## [GIVEN EXERCISE 1]
In the comment about testing web apps, why does the writer say they know exactly where KP is coming from?

## [DOCUMENT EXTRACT]
>> BEGIN
KP: hehehe I know *exactly* where you're coming from as in a different job I did front end work. (In fact, I am from the era of evil netscape 4.7...)
But, I've heard there is a way to unit-ish test html webapp stuff. It's a module that lets you make a request, then reads the document it gets back into some sort of DOMish thing, and lets you set up tests which ask questions like "is there a form called foo on the page" "how many pixels to the left is it"... etc Dave, what's the name of that thing you use?
But, I've heard there is a way to unit-ish test html webapp stuff. It's a module that lets you make a request, then reads the document it gets back into some sort of DOMish thing, and lets you set up tests which ask questions like "is there a form called foo on the page" "how many pixels to the left is it"... etc Dave, what's the name of that thing you use?
>> END
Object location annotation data
>> BEGIN
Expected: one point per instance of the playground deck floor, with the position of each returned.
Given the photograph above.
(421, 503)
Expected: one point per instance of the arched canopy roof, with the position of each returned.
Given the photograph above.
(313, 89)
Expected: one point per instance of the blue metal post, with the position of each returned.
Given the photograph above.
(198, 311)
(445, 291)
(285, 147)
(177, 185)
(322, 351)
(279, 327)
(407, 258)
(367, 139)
>> END
## [GIVEN EXERCISE 2]
Format everything in the records from the line that contains "Expected: one point per instance of the blue" down through the end of the records as a Markdown table with the columns Nr and Line, where Nr numbers each row and Line holds the line. Include both end lines and leave out blank lines.

## [EXERCISE OUTPUT 1]
The writer knows exactly where KP is coming from because they did front end work in a different job.

## [EXERCISE OUTPUT 2]
| Nr | Line |
|---|---|
| 1 | Expected: one point per instance of the blue metal post, with the position of each returned. |
| 2 | Given the photograph above. |
| 3 | (198, 311) |
| 4 | (445, 291) |
| 5 | (285, 147) |
| 6 | (177, 185) |
| 7 | (322, 351) |
| 8 | (279, 327) |
| 9 | (407, 258) |
| 10 | (367, 139) |